§ Problem description
Every record below should be written out exactly; pictures stay out.

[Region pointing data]
══════════
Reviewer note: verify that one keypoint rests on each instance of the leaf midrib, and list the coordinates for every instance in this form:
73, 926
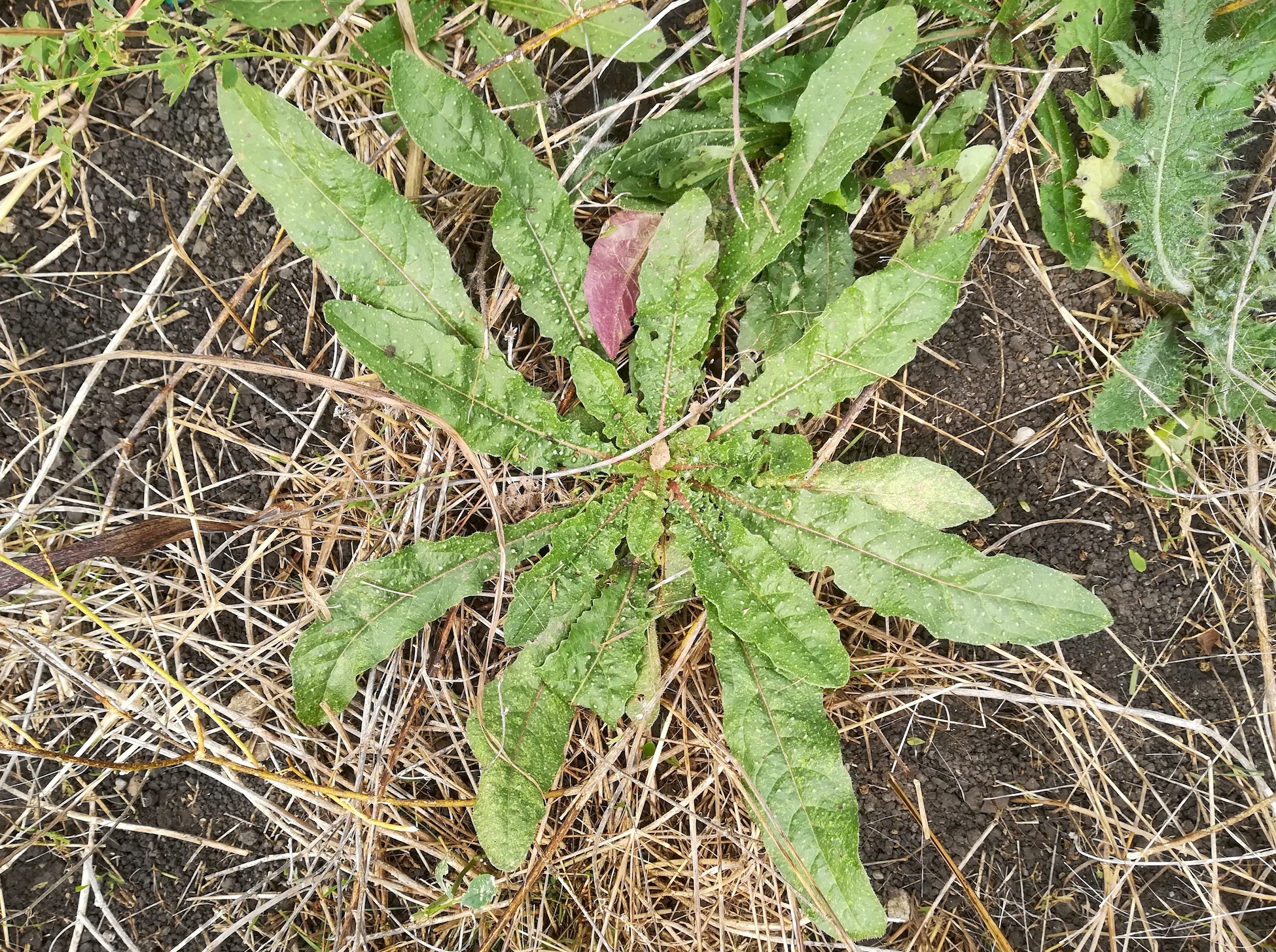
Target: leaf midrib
821, 368
475, 402
874, 557
281, 150
411, 593
757, 596
789, 770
══════════
§ Response area
Reviewer note: verify that one keypoint rests on each instance of the leaf midrib, and list the coordinates for every instance in this form:
73, 926
Target: leaf midrib
821, 368
475, 402
874, 557
281, 150
411, 593
757, 596
789, 770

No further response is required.